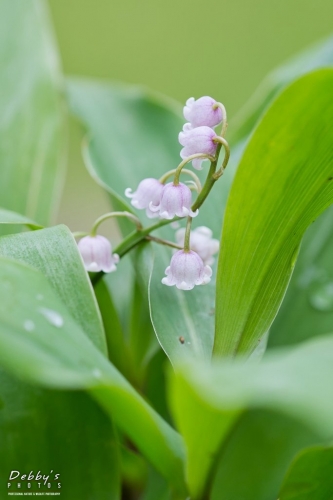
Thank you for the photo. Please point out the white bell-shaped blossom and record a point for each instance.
(187, 270)
(201, 242)
(148, 191)
(197, 140)
(202, 112)
(96, 252)
(176, 200)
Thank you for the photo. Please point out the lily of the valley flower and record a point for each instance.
(187, 270)
(148, 191)
(176, 200)
(202, 243)
(202, 111)
(197, 140)
(96, 252)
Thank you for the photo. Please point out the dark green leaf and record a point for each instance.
(60, 431)
(282, 185)
(310, 476)
(295, 383)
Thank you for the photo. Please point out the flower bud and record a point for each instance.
(202, 112)
(96, 252)
(186, 270)
(197, 140)
(175, 200)
(148, 191)
(201, 242)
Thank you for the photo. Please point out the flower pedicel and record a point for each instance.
(170, 201)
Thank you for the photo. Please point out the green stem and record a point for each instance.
(187, 235)
(109, 215)
(196, 179)
(187, 160)
(164, 242)
(213, 176)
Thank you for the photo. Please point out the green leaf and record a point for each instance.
(32, 126)
(133, 135)
(42, 344)
(257, 454)
(317, 56)
(307, 309)
(54, 252)
(282, 184)
(310, 476)
(9, 217)
(60, 431)
(217, 395)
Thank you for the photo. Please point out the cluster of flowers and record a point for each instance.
(190, 266)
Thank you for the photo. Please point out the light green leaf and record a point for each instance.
(42, 344)
(60, 431)
(317, 56)
(9, 217)
(307, 309)
(282, 184)
(54, 252)
(217, 394)
(310, 476)
(32, 126)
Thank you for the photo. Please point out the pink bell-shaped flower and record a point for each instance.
(202, 243)
(148, 191)
(175, 200)
(197, 140)
(202, 112)
(96, 252)
(186, 270)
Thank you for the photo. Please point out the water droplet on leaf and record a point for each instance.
(52, 317)
(321, 297)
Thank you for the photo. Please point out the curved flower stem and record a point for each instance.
(187, 160)
(164, 242)
(224, 117)
(213, 176)
(187, 235)
(109, 215)
(184, 171)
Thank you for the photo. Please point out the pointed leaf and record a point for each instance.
(282, 184)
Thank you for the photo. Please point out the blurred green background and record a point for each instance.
(181, 48)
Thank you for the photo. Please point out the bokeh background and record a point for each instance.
(181, 48)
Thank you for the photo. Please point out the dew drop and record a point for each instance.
(321, 297)
(29, 325)
(97, 373)
(52, 316)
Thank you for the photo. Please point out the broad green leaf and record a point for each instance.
(9, 217)
(118, 353)
(60, 431)
(307, 309)
(295, 383)
(255, 457)
(32, 125)
(282, 184)
(54, 252)
(134, 135)
(42, 344)
(310, 476)
(317, 56)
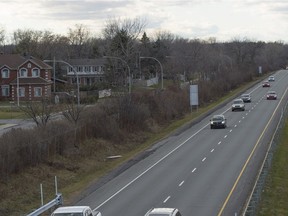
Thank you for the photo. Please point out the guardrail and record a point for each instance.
(55, 202)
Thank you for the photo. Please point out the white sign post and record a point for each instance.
(194, 96)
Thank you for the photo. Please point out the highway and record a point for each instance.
(200, 171)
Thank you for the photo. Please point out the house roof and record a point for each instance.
(14, 61)
(98, 61)
(31, 80)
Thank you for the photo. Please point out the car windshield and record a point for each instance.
(237, 102)
(217, 118)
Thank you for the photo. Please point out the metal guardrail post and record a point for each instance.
(55, 202)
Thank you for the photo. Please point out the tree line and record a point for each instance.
(217, 68)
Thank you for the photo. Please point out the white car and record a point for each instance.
(163, 212)
(75, 210)
(238, 104)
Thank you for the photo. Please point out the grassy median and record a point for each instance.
(275, 195)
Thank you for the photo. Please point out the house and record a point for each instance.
(30, 75)
(88, 71)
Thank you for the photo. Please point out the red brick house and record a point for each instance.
(30, 75)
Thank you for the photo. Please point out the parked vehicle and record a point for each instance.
(163, 212)
(75, 211)
(218, 121)
(238, 104)
(271, 95)
(246, 98)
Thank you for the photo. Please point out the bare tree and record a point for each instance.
(39, 112)
(122, 35)
(78, 38)
(2, 36)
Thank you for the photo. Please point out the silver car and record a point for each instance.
(163, 212)
(238, 104)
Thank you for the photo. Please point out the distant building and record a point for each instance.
(30, 75)
(89, 71)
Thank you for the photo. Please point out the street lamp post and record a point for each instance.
(129, 73)
(78, 88)
(17, 88)
(142, 57)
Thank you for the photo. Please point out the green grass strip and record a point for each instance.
(274, 199)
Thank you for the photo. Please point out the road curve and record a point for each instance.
(200, 171)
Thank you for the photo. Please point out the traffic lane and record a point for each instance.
(99, 194)
(205, 202)
(197, 140)
(168, 170)
(244, 187)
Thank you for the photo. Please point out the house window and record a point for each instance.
(37, 91)
(23, 72)
(21, 92)
(5, 90)
(5, 73)
(35, 72)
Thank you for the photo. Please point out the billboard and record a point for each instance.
(194, 95)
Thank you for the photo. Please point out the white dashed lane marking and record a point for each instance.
(166, 199)
(181, 183)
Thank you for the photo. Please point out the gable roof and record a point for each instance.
(14, 61)
(31, 80)
(84, 62)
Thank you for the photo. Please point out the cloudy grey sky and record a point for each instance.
(265, 20)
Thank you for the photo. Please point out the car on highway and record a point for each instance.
(75, 211)
(163, 212)
(246, 98)
(265, 84)
(271, 95)
(238, 104)
(218, 121)
(271, 78)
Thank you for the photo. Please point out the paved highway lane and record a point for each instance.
(201, 171)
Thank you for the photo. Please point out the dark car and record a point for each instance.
(238, 104)
(266, 84)
(271, 78)
(246, 98)
(218, 121)
(271, 95)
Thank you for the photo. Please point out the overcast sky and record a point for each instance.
(265, 20)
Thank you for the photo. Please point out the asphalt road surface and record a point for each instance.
(200, 171)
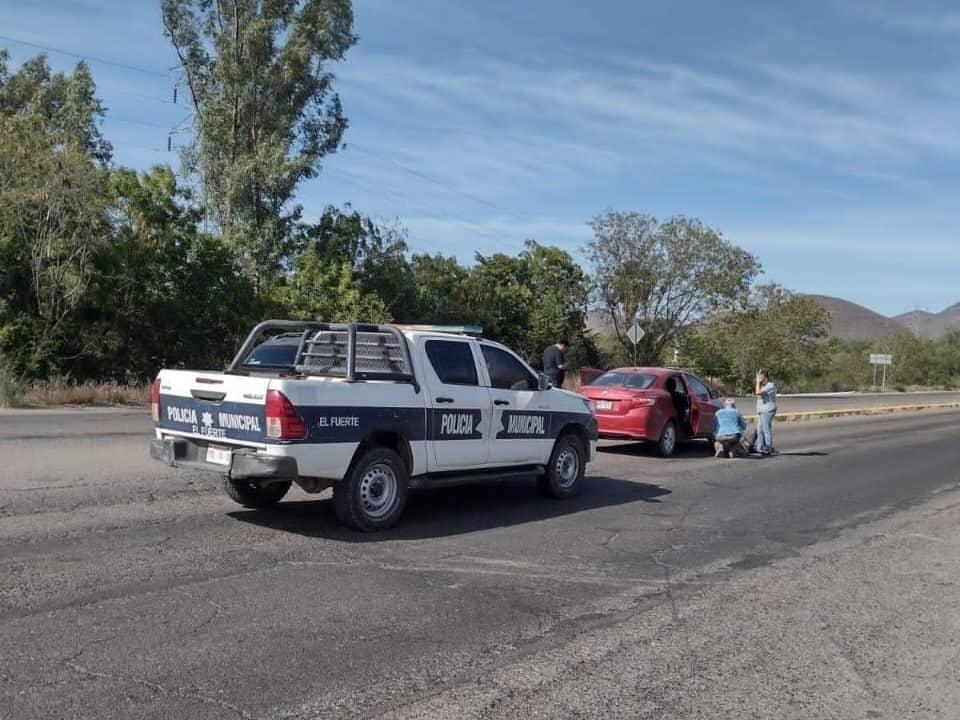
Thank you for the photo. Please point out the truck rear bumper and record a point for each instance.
(244, 464)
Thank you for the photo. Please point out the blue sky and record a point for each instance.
(823, 136)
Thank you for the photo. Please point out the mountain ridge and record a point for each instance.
(851, 321)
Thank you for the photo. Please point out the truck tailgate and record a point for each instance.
(213, 406)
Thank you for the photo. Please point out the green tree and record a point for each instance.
(439, 284)
(778, 331)
(52, 223)
(377, 253)
(322, 290)
(265, 111)
(668, 276)
(560, 294)
(499, 294)
(164, 294)
(67, 103)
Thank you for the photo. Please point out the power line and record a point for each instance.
(439, 183)
(138, 122)
(90, 58)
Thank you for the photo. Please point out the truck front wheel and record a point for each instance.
(374, 493)
(251, 495)
(565, 471)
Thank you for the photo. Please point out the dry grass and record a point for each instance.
(59, 392)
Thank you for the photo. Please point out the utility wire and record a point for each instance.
(90, 58)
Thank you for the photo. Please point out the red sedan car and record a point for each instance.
(658, 405)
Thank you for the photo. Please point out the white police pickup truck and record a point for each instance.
(372, 411)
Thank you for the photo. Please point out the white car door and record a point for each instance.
(522, 433)
(458, 423)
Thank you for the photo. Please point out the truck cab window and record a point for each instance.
(453, 362)
(506, 372)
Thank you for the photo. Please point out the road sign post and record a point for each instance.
(635, 333)
(883, 360)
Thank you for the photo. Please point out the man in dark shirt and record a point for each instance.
(555, 362)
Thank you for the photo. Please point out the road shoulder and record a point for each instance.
(864, 625)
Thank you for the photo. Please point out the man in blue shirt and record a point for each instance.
(728, 427)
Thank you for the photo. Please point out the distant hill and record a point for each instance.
(848, 320)
(855, 322)
(930, 324)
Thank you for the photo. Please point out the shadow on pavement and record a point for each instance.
****
Exercise instructions: Rewrite all of the entries above, replacing "point out" with "locate" everywhere it occurs and changing nothing else. Do not include the pictures in your answer.

Complete answer:
Thank you for the photo. Please locate the white bell-shaped blossom and record a point for each instance.
(187, 270)
(201, 242)
(148, 191)
(197, 140)
(202, 112)
(96, 252)
(176, 200)
Thank you for the photo. Please locate the lily of the valley flower and record a point for each instance.
(187, 270)
(148, 191)
(176, 200)
(202, 243)
(202, 111)
(197, 140)
(96, 252)
Thank you for the photo. Please locate the dark green leaf and record a point for each instance.
(60, 431)
(282, 185)
(310, 476)
(295, 383)
Thank you for the photo. Please locate the flower bud and record a point for each instance.
(202, 112)
(96, 252)
(186, 270)
(197, 140)
(175, 200)
(148, 191)
(201, 242)
Thank you for the photo. Please locate the flower pedicel and record a point for each instance.
(170, 201)
Thank you for the photo. Please locate the green stem and record a point for each instance.
(187, 235)
(109, 215)
(196, 179)
(187, 160)
(164, 242)
(213, 176)
Thank you for the photo. Please locate the green leaf and record a point for each instance.
(32, 126)
(133, 135)
(42, 344)
(257, 454)
(317, 56)
(307, 309)
(54, 252)
(282, 184)
(310, 476)
(9, 217)
(60, 431)
(217, 395)
Thank you for the photo. Please locate the cluster of flowers and record a point for each instance.
(190, 266)
Thank you for the photo. Please locate the light green leaf and record a point for each instance.
(42, 344)
(60, 431)
(317, 56)
(9, 217)
(307, 309)
(282, 184)
(54, 252)
(217, 394)
(310, 476)
(32, 126)
Thank you for the photo. Please locate the pink bell-shaped flower and record a point for each instance.
(202, 243)
(148, 191)
(175, 200)
(197, 140)
(202, 112)
(96, 252)
(186, 270)
Thank you for the photo. Please locate the water droplet on leaf and record a point for each instance.
(52, 317)
(321, 297)
Thank you for the photo. Please locate the curved flower stem and record a point for each instance.
(187, 160)
(164, 242)
(224, 117)
(213, 176)
(187, 235)
(109, 215)
(184, 171)
Thank you for the photo. Please locate the pointed leaf and record a point for each instance.
(282, 184)
Thank you for the photo. Please locate the blurred green background and record a point for each instance.
(181, 48)
Thank you for the photo. Please locate the bokeh background and record a point for each instance.
(181, 48)
Thank you for the photo. Please locate the dew drop and record a point for each instance.
(321, 297)
(29, 325)
(97, 373)
(52, 316)
Thank you for the photo. Please locate the broad green leaf and record a point for each instance.
(9, 217)
(118, 353)
(60, 431)
(307, 309)
(295, 383)
(255, 457)
(32, 125)
(282, 184)
(54, 252)
(134, 135)
(42, 344)
(310, 476)
(317, 56)
Thank you for the photo. Please locate the guardrail and record a point for each instance.
(55, 202)
Thank you for the photo. Please locate the white sign post and record a point for each instance.
(194, 96)
Thank you for the photo. Please locate the highway and record a point for each instance.
(200, 171)
Thank you for the photo. Please locate the house roof and record a point for each instance.
(14, 61)
(98, 61)
(31, 80)
Thank you for the photo. Please locate the car windshield and record a point for each instance.
(237, 102)
(217, 118)
Thank you for the photo. Please locate the metal guardrail post and record a point for each instance.
(55, 202)
Thank you for the photo. Please locate the tree line and record a point for each instance.
(217, 68)
Thank you for the photo. Please locate the white car and record a point for each instance.
(163, 212)
(75, 210)
(238, 104)
Thank you for the photo. Please locate the grassy median and record a point for each instance.
(275, 195)
Thank you for the photo. Please locate the house and record a point for each instance.
(30, 75)
(88, 71)
Thank you for the photo. Please locate the red brick house and record a point for each instance.
(30, 75)
Thank you for the photo. Please locate the parked vehicle and record a point for each instance.
(163, 212)
(75, 211)
(218, 121)
(238, 104)
(271, 95)
(246, 98)
Thank you for the photo. Please locate the bare tree and record a point for each instance.
(39, 112)
(122, 35)
(78, 38)
(2, 36)
Thank you for the photo. Please locate the silver car and record a point for each instance.
(163, 212)
(238, 104)
Thank you for the photo. Please locate the distant building and record a point for each instance.
(30, 75)
(89, 71)
Thank you for the photo. Please locate the street lamp post and record a point for each instance.
(129, 73)
(78, 88)
(17, 88)
(142, 57)
Thank you for the photo. Please locate the green grass strip and record a point for each instance.
(274, 199)
Thank you for the photo. Please locate the road curve and record a point for each instance.
(200, 171)
Thank you for the photo. Please locate the traffic lane and record a point for each instance.
(99, 194)
(205, 202)
(197, 140)
(168, 170)
(244, 187)
Thank you for the photo. Please locate the house window and record a point for each instance.
(37, 91)
(23, 72)
(21, 92)
(5, 90)
(5, 73)
(35, 72)
Thank you for the photo. Please locate the billboard and record a point for each instance.
(194, 95)
Thank you for the photo. Please locate the white dashed lane marking and record a point for each instance.
(166, 199)
(181, 183)
Thank you for the photo. Please locate the gable roof and record a point for each instance.
(14, 61)
(31, 80)
(84, 62)
Thank you for the photo. Please locate the cloudy grey sky and record a point for each instance.
(265, 20)
Thank you for the photo. Please locate the car on highway and record a point for each instance.
(75, 211)
(163, 212)
(246, 98)
(265, 84)
(271, 95)
(238, 104)
(218, 121)
(271, 78)
Thank you for the photo. Please locate the paved highway lane and record a point for each instance.
(201, 171)
Thank you for the photo. Please locate the dark car and record a point for each instance.
(238, 104)
(266, 84)
(271, 78)
(246, 98)
(218, 121)
(271, 95)
Thank you for the photo. Please locate the overcast sky and record a point for each instance.
(265, 20)
Thank you for the photo. Please locate the asphalt road surface and record a point for each instance.
(200, 171)
Thank you for the photo. Please locate the truck rear bumper and record a point for each instance.
(244, 464)
Thank you for the photo. Please locate the blue sky and record a point for each instance.
(823, 136)
Thank you for the photo. Please locate the mountain ridge and record a point for each instance.
(851, 321)
Thank you for the photo. Please locate the truck tailgate and record a point for each instance.
(213, 406)
Thank you for the photo. Please locate the green tree and record a point for each instance.
(439, 284)
(778, 331)
(52, 223)
(377, 253)
(322, 290)
(265, 111)
(668, 276)
(560, 294)
(499, 294)
(164, 294)
(67, 103)
Thank you for the photo. Please locate the power line and record a point for each instance.
(439, 183)
(138, 122)
(90, 58)
Thank you for the photo. Please locate the truck front wheel and record a point for each instance.
(374, 493)
(251, 495)
(565, 471)
Thank you for the photo. Please locate the dry grass and record a point for each instance.
(59, 392)
Thank you for the photo. Please locate the utility wire and record a point for each instance.
(90, 58)
Thank you for the photo. Please locate the red sedan car and record a point for each instance.
(658, 405)
Thank you for the photo. Please locate the white police pickup truck and record a point for each instance.
(372, 411)
Thank you for the photo. Please locate the white car door and record a point for each instance.
(522, 433)
(458, 423)
Thank you for the photo. Please locate the truck cab window and record a point for each instance.
(453, 362)
(506, 372)
Thank you for the photo. Please locate the road sign post and record a point for each instance.
(635, 333)
(883, 360)
Thank you for the photo. Please locate the man in dark shirt and record a point for each instance.
(555, 362)
Thank you for the photo. Please locate the road shoulder and record a point for each instance.
(864, 625)
Thank you for the photo. Please locate the man in blue shirt and record a point for each instance.
(728, 427)
Thank you for the photo. Please locate the distant hill and record a point for each instance.
(848, 320)
(855, 322)
(930, 324)
Thank you for the photo. Please locate the shadow on pavement and record a point for each instance.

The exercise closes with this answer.